DOCUMENT TEXT:
####

China accelerates implementation of fiscal, tax policies to stabilize growth
To spur the vitality of market entities, the country has ramped up efforts to carry out new combined supporting policies through tax and fee cuts, Vice Minister of Finance Xu Hongcai told a press conference.
The issuance of value-added tax (VAT) credit refunds to micro and small enterprises has been in place since April. Meanwhile, work towards refunding outstanding VAT credits to medium-sized and large companies will start ahead of schedule, Xu said.
To date, the country has reduced tax burdens and increased cash flows for enterprises by more than 1.6 trillion yuan ($235.8 billion) this year. A total of 1.2 trillion yuan of special transfer payments from the central government has been arranged to help reduce tax and fees and ensure people's livelihoods, with 800 billion yuan already allocated.
Xu said China has also promoted the issuance and utilization of special-purpose local government bonds to expand effective investment.
By May 15, local governments had issued 1.5 trillion yuan of special-purpose bonds, up 1.3 trillion yuan from the same period a year ago. Released special-purpose bonds had provided financial support for more than 11,000 projects by the end of April.
Supportive measures for enterprises have been unveiled to help them tide over difficulties, the vice minister said.
Preferential tax policies have been given to sectors heavily hit by COVID-19 such as logistics and catering. Local governments are also encouraged to provide subsidies for enterprises and self-employed households struggling with rent, utility bills and COVID-19 prevention fees.
With regard to fiscal revenue declines in some regions in April, Xu attributed the declines mainly to the implementation of large scale VAT credit refunds.
China rolled out new combined supporting policies through tax and fee cuts this year, which helped enterprises reduce financial burdens but lowers fiscal revenue, Xu said.
Going forward, Xu said the ministry will promptly design additional policy tools and strengthen policy adjustment to stabilize the economy and ensure the achievement of full-year economic and social development goals.

####

AIM OF THE TASK: How would you put this sentence from the article on China's fiscal and tax policies into Spanish: "Supportive measures for enterprises have been unveiled to help them tide over difficulties, the vice minister said."

####

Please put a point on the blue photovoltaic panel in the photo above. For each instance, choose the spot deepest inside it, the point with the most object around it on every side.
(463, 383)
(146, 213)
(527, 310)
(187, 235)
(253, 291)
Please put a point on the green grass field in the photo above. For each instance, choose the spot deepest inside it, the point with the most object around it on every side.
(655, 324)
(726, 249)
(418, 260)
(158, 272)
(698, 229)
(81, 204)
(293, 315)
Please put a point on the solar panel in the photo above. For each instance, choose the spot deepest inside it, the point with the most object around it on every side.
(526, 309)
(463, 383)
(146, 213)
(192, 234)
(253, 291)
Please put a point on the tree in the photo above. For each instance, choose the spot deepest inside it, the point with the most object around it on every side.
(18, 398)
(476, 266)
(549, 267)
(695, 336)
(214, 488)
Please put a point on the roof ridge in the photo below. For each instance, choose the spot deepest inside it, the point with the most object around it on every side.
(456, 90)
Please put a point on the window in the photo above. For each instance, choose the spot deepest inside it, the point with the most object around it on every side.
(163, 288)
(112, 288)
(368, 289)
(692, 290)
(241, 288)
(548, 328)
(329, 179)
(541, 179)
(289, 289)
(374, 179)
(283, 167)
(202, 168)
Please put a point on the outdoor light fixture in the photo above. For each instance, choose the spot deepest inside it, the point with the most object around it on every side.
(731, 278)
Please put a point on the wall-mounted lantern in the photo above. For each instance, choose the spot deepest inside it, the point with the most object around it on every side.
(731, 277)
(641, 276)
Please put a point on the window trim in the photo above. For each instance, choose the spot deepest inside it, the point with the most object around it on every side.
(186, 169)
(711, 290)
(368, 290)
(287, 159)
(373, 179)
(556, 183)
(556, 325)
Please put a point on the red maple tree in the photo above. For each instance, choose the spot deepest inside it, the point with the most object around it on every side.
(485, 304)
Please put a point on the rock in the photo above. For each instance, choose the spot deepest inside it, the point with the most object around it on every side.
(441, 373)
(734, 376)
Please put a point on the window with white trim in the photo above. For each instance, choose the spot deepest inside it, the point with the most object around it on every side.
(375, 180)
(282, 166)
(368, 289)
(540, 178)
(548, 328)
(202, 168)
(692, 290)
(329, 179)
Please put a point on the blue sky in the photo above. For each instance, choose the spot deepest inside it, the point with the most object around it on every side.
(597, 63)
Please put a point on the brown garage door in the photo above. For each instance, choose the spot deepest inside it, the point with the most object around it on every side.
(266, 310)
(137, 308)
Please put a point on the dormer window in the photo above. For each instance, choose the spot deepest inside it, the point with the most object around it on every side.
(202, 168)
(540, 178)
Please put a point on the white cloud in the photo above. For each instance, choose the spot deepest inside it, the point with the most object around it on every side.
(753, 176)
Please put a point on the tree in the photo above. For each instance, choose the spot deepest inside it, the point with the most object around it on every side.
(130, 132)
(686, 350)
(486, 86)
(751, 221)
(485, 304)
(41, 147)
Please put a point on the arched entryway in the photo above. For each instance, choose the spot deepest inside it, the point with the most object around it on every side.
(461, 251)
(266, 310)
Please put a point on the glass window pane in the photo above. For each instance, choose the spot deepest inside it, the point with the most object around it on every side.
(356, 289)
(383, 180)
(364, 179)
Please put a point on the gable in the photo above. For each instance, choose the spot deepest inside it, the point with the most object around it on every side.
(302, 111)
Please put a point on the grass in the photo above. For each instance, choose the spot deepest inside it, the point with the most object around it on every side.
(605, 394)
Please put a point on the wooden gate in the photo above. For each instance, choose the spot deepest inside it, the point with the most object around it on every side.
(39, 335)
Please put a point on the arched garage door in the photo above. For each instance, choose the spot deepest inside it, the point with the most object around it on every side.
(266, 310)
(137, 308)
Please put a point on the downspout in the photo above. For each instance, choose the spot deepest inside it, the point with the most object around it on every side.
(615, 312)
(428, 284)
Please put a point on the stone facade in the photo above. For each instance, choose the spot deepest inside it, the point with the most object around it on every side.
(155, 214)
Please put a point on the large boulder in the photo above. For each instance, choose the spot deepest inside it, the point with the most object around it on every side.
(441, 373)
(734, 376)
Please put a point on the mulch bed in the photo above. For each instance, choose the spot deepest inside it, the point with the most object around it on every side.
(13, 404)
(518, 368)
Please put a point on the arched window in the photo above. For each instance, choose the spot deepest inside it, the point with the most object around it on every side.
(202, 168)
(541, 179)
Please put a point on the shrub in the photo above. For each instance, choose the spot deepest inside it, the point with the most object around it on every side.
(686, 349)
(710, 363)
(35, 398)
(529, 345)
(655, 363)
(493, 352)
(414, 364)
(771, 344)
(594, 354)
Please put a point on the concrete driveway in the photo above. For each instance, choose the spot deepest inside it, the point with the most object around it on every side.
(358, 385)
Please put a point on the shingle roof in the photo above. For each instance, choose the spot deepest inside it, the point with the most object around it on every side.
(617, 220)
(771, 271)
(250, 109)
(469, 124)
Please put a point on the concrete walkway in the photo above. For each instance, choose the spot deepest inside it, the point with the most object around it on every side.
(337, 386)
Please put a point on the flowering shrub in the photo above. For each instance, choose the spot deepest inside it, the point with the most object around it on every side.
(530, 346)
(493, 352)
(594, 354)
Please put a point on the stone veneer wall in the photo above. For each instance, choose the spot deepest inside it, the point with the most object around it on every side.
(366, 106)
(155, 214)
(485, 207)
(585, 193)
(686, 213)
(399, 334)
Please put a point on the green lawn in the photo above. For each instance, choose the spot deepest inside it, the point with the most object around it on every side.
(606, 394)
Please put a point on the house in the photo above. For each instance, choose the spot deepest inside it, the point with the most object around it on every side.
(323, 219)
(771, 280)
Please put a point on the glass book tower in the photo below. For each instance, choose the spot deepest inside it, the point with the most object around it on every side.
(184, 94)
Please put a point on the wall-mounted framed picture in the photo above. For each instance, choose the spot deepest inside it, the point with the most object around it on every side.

####

EXERCISE RESULT: Se han dado a conocer medidas de apoyo a las empresas para ayudarlas a superar las dificultades, dijo el viceministro.